* Tugas Latihan *
1 – Susun ulang baris-baris dalam daftar sebagai tabel Markdown dengan kolom "No" untuk nomor urut dan kolom "Baris" untuk isi barisnya. Ambil semuanya mulai dari baris yang memuat "--target metal handrail" sampai baris yang memuat "List the outline of every instance of the metal", termasuk kedua baris tersebut, dan lewati baris kosong.
2 – Teruskan berita tentang sanksi BPJS Kesehatan terhadap rumah sakit yang curang, mulai setelah kalimat terakhirnya.

* Halaman *
* * *

Masyarakat Silakan Lapor ke Sini Info Rumah Sakit yang Nakal, BPJS Akan Memberikan Sanksi Tegas!
Wednesday 4 October 2017
Edit
Darirakyat.com - Badan Penyelenggara Jaminan Sosial (BPJS) Kesehatan akan
menindak langsung rumah sakit yang berbuat curang atau tidak melayani dengan
memuaskan.
Staf
Ahli Direksi Bidang Komunikasi dan Partisipasi Masyarakat BPJS Kesehatan, Irfan
Humaidi mengatakan pihaknya akan memutus kerjasama apabila ada rumah sakit yang
tidak komitmen dalam melayani peserta BPJS Kesehatan.
"Kalau
gak ada komitmen kita putus," ucap Irfan saat ditemui di sebuah diskusi di
Hotel Ibis, Jakarta Pusat, Rabu (4/10/2018).

* * *

* Data untuk Diolah *
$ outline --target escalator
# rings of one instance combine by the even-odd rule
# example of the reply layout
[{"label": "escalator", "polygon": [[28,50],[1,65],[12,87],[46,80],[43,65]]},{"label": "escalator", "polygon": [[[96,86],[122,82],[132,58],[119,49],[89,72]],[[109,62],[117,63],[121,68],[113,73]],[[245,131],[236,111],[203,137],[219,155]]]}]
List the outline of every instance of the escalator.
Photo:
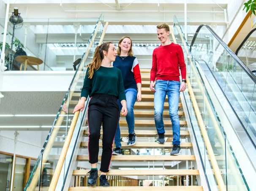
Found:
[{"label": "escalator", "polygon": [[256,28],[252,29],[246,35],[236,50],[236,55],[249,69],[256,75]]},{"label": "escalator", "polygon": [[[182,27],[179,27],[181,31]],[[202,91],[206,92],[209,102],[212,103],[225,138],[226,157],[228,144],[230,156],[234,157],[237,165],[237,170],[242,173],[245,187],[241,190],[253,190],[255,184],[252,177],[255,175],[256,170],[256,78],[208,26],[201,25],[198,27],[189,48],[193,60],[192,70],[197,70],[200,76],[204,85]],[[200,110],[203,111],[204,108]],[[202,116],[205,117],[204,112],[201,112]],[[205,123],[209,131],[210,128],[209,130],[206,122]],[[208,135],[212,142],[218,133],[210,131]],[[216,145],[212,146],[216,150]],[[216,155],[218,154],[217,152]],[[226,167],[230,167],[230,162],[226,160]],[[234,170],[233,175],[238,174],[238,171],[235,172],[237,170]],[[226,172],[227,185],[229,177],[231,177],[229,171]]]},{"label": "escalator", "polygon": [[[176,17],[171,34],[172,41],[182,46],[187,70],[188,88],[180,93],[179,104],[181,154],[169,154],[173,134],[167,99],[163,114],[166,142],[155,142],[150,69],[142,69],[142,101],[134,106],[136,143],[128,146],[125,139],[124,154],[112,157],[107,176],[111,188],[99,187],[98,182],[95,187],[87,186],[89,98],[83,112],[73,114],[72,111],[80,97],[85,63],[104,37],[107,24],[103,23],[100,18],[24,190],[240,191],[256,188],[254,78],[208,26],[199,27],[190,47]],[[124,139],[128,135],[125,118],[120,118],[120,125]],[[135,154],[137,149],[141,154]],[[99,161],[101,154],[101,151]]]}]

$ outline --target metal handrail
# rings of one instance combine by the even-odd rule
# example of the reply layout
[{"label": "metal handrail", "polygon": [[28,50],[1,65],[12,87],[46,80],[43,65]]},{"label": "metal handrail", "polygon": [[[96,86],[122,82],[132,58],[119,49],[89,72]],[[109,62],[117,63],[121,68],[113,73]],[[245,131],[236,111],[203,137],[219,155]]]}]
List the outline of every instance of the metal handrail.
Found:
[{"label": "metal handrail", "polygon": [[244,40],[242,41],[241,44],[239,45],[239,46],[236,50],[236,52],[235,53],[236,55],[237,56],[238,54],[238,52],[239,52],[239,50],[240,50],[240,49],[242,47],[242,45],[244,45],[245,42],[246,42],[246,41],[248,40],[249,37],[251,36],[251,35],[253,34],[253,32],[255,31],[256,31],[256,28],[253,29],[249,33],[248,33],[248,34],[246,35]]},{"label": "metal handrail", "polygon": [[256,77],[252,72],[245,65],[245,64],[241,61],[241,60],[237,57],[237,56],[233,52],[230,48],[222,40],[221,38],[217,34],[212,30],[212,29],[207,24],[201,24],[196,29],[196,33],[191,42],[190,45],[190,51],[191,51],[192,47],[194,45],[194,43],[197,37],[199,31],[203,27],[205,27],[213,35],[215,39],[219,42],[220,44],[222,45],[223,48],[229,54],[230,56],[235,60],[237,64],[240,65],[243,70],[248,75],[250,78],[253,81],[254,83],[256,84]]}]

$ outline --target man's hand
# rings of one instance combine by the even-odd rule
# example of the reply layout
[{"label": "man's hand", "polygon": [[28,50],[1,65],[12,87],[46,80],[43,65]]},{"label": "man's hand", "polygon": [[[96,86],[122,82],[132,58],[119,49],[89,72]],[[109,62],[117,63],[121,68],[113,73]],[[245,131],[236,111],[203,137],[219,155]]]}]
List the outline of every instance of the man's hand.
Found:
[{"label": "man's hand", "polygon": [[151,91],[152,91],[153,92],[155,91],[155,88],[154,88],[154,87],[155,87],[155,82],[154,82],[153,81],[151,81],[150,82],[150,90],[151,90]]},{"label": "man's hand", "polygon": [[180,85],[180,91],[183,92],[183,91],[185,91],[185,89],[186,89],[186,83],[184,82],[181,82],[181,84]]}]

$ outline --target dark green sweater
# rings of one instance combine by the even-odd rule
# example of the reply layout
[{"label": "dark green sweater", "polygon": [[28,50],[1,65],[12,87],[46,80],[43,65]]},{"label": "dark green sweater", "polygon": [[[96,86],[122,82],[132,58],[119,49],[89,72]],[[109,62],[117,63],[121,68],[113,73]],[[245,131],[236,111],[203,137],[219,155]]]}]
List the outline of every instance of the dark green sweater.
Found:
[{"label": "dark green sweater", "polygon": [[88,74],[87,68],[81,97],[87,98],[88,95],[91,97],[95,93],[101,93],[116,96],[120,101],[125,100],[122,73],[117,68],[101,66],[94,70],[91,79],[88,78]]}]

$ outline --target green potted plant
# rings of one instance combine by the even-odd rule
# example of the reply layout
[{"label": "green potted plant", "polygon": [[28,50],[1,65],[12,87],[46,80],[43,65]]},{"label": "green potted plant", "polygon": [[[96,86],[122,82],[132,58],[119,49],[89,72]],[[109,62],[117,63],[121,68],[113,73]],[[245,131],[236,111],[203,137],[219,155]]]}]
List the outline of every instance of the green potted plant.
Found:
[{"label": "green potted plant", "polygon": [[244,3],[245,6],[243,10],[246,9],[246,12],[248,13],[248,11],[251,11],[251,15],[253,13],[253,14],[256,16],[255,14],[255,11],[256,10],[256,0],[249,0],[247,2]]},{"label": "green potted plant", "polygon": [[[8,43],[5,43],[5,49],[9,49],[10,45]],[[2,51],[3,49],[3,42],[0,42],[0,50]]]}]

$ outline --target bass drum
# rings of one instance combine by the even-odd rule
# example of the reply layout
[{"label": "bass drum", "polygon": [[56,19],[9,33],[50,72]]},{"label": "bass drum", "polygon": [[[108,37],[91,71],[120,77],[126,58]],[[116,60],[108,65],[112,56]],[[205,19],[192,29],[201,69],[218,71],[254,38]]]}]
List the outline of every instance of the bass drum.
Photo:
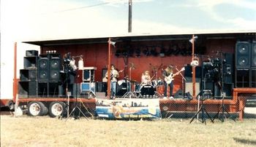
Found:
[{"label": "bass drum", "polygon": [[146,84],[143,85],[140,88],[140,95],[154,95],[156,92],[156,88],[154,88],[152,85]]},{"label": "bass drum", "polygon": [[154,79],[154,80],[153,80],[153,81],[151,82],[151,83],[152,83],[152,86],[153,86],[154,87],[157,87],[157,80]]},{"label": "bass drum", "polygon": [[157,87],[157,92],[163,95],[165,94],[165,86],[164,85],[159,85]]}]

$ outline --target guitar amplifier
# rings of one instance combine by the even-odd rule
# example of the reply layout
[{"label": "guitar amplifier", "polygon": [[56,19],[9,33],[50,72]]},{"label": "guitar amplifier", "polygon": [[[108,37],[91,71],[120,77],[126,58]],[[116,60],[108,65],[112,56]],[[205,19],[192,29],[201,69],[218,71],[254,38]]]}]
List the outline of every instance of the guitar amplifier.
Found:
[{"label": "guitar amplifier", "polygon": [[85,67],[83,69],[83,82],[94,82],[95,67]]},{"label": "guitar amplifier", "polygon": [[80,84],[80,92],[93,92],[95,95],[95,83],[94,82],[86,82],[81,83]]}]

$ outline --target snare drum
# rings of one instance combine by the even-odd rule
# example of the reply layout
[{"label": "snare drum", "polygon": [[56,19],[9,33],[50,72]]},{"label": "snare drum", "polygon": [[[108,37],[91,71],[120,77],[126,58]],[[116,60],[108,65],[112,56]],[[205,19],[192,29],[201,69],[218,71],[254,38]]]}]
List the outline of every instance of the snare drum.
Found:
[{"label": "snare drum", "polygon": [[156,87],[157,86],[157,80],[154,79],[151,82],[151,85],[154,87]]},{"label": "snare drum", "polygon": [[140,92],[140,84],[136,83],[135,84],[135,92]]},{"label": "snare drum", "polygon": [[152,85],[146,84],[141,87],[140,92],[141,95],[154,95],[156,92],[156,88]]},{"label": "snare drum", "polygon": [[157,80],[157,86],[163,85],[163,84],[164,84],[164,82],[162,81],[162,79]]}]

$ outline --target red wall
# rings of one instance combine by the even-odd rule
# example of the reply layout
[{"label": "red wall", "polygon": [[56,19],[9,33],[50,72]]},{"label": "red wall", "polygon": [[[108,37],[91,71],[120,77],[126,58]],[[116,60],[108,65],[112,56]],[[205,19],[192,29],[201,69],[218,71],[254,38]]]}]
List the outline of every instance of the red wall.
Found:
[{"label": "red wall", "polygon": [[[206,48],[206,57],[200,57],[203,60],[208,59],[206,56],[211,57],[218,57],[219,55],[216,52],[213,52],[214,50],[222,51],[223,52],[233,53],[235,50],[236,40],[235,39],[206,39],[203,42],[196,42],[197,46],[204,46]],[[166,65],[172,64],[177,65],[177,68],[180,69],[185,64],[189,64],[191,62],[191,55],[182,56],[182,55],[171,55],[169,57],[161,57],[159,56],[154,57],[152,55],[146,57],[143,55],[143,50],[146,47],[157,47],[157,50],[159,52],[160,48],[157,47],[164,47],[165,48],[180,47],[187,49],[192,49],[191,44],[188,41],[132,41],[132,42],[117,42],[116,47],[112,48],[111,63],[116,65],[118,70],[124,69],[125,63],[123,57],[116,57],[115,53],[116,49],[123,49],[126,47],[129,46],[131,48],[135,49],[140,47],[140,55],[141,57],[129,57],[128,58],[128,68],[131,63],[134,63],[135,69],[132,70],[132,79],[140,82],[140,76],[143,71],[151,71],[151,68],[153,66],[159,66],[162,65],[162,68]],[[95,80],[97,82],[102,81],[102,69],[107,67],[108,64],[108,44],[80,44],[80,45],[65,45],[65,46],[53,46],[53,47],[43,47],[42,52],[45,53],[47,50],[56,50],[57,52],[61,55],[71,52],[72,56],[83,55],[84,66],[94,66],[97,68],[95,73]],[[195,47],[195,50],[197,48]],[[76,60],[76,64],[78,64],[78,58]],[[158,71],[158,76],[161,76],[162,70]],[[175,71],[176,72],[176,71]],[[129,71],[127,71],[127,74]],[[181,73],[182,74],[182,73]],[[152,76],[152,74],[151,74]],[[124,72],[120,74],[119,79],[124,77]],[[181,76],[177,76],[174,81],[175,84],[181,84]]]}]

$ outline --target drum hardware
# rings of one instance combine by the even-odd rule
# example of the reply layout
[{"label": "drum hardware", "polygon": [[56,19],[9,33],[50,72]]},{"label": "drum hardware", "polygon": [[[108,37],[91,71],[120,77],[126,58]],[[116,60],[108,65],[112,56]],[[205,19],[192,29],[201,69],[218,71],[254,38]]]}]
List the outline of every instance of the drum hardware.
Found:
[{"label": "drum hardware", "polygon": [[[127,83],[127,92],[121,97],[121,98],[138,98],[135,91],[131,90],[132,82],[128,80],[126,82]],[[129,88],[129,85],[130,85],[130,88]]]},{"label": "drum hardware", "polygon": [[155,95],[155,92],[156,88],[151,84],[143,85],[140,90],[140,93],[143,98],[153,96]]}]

* * *

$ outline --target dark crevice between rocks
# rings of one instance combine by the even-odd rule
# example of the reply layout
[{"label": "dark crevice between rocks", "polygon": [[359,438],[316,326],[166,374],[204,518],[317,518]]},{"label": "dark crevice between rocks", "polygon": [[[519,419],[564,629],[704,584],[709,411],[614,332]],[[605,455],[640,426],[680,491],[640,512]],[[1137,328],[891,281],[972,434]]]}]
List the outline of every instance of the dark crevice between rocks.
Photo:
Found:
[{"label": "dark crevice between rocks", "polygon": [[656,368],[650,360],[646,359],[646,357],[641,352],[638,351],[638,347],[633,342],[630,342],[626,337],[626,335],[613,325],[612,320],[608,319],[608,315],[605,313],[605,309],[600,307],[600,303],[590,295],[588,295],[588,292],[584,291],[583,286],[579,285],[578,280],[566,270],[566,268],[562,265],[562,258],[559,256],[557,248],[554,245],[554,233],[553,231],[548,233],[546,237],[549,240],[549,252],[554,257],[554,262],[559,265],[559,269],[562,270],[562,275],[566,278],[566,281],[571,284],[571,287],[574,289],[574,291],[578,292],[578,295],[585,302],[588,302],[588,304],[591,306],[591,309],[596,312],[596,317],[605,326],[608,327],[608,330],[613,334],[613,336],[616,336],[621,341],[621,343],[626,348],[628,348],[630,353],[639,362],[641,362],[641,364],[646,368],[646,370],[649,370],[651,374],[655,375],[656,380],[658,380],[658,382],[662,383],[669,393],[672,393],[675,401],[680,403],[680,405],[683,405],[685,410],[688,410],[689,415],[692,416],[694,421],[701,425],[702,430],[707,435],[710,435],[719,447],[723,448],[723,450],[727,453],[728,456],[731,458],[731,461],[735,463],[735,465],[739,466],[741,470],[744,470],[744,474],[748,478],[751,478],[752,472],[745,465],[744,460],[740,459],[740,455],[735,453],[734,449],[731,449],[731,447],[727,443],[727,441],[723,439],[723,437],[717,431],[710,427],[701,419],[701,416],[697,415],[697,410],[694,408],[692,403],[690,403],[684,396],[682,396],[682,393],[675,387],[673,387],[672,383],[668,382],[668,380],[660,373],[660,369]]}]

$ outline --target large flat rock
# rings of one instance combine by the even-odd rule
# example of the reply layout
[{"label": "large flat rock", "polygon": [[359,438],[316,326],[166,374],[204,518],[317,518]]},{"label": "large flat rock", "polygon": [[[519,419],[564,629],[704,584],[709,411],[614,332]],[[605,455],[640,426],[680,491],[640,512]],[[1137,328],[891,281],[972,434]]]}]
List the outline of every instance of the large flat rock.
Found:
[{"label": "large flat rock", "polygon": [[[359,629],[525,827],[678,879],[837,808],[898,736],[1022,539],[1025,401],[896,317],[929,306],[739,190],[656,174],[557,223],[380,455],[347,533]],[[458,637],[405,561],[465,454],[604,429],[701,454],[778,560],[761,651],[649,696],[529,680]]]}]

* * *

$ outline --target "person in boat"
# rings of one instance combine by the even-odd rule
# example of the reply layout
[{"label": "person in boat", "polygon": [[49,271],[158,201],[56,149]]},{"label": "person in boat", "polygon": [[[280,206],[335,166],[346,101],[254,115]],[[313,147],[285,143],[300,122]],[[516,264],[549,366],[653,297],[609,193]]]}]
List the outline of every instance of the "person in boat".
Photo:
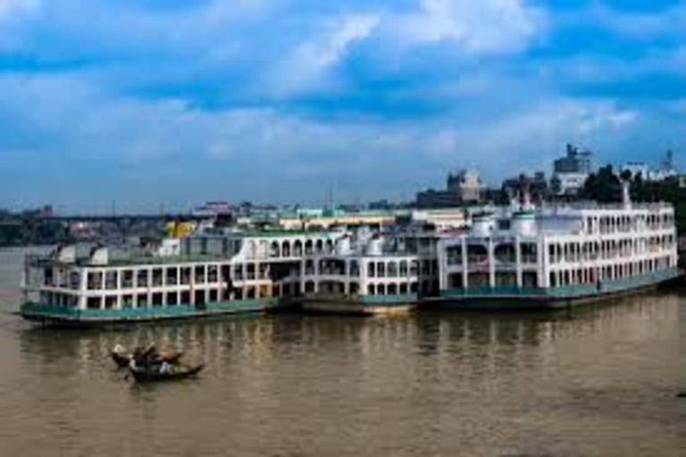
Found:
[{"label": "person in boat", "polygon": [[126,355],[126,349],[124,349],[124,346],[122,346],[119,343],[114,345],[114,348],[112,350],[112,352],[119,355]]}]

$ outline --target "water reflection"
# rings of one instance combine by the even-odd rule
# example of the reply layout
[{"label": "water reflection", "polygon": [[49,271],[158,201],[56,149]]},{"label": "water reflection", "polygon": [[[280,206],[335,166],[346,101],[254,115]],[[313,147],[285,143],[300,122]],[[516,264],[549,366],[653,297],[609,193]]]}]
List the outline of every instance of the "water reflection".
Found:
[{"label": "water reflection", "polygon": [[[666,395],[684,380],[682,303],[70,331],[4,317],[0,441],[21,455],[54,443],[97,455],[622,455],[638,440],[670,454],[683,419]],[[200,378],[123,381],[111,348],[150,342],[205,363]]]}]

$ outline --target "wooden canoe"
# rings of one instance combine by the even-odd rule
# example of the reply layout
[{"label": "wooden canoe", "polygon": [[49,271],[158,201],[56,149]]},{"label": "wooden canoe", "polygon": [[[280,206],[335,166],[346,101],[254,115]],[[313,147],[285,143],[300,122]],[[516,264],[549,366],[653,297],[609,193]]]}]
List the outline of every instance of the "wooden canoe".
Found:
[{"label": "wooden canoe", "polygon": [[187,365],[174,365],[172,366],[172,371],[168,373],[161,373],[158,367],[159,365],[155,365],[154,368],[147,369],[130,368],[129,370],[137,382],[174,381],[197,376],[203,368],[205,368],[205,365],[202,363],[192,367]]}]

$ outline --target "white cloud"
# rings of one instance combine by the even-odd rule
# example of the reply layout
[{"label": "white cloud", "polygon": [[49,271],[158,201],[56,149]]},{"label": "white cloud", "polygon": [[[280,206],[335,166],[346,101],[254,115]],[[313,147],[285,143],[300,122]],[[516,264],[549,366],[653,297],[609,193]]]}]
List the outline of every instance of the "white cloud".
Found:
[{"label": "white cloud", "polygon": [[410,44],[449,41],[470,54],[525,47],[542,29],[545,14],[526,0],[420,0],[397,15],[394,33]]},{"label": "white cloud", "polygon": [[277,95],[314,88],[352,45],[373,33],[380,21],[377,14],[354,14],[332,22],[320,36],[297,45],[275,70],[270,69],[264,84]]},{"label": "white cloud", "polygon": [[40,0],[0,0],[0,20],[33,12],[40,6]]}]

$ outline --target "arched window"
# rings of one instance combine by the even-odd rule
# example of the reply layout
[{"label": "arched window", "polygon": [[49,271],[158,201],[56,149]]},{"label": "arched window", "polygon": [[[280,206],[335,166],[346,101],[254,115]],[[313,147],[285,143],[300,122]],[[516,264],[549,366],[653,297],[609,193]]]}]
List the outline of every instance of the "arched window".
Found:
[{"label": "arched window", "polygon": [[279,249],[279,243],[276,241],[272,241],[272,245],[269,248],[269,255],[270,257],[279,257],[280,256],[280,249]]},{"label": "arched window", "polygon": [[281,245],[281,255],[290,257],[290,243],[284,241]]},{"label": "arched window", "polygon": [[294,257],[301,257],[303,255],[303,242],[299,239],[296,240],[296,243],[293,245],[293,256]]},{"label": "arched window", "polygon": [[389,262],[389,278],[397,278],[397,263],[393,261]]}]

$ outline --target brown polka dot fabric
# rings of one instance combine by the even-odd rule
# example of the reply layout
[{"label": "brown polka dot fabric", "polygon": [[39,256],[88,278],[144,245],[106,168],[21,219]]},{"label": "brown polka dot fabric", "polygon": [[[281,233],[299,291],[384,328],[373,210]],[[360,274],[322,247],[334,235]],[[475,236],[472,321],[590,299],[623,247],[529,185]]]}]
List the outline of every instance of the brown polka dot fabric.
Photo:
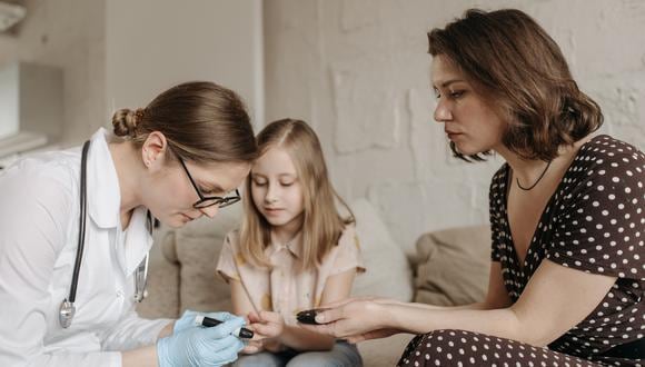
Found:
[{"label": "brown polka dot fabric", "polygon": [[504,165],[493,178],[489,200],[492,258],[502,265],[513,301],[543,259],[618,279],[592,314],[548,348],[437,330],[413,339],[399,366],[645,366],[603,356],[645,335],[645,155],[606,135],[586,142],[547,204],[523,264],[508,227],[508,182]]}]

* * *

* Daftar Jawaban *
1 –
| No | Baris |
|---|---|
| 1 | $ outline --target metal handrail |
| 2 | # rings of one instance combine by the even-odd rule |
| 3 | # example of the reply layout |
| 4 | [{"label": "metal handrail", "polygon": [[28,50],[1,65],[12,87],[46,80],[43,65]]},{"label": "metal handrail", "polygon": [[[96,86],[122,82],[132,58],[119,49],[89,72]],[[109,62],[117,63],[121,68],[113,73]],[[245,131],[236,111],[203,137],[219,155]]]}] |
| 5 | List the outline of every instance of the metal handrail. |

2 –
Irfan
memastikan pemutusan akan dilakukan meskipun hal itu terjadi pada rumah sakit
besar maupun rumah sakit yang tergabung dalam sebuah grup.
Ia
mencontohkan kejadian tersebut pada sebuah rumah sakit di kawasan Bekasi.
"Di
bekasi ada rumah sakit, satu grup, yang satu bagus yang satu enggak, yang tidak
bagus kita putus," ungkap Irfan.
Maka
untuk menjaga komitmen tersebut, BPJS Kesehatan mengajak masyarakat untuk ikut
serta dengan melaporkan rumah sakit yang tidak melayani dengan baik.
"Bisa
hubungi 1500 400 itu 24 jam, bisa juga melalui Twitter, Facebook atau email
BPJS Kesehatan," ujarnya saat ditemui di Hotel Ibis, Jakarta, Rabu
(4/10/2017).
Nantinya
manajemen BPJS Kesehatan akan menindaklanjuti masyarakat selambat lambatnya
dalam tempo tiga hari.
"Kalau
dirumah sakit langsung diproses. Kalau tidak butuh koordinasi dengan instansi
lain kita tidak boleh lebih dari tiga hari prosesnya," pungkas Irfan.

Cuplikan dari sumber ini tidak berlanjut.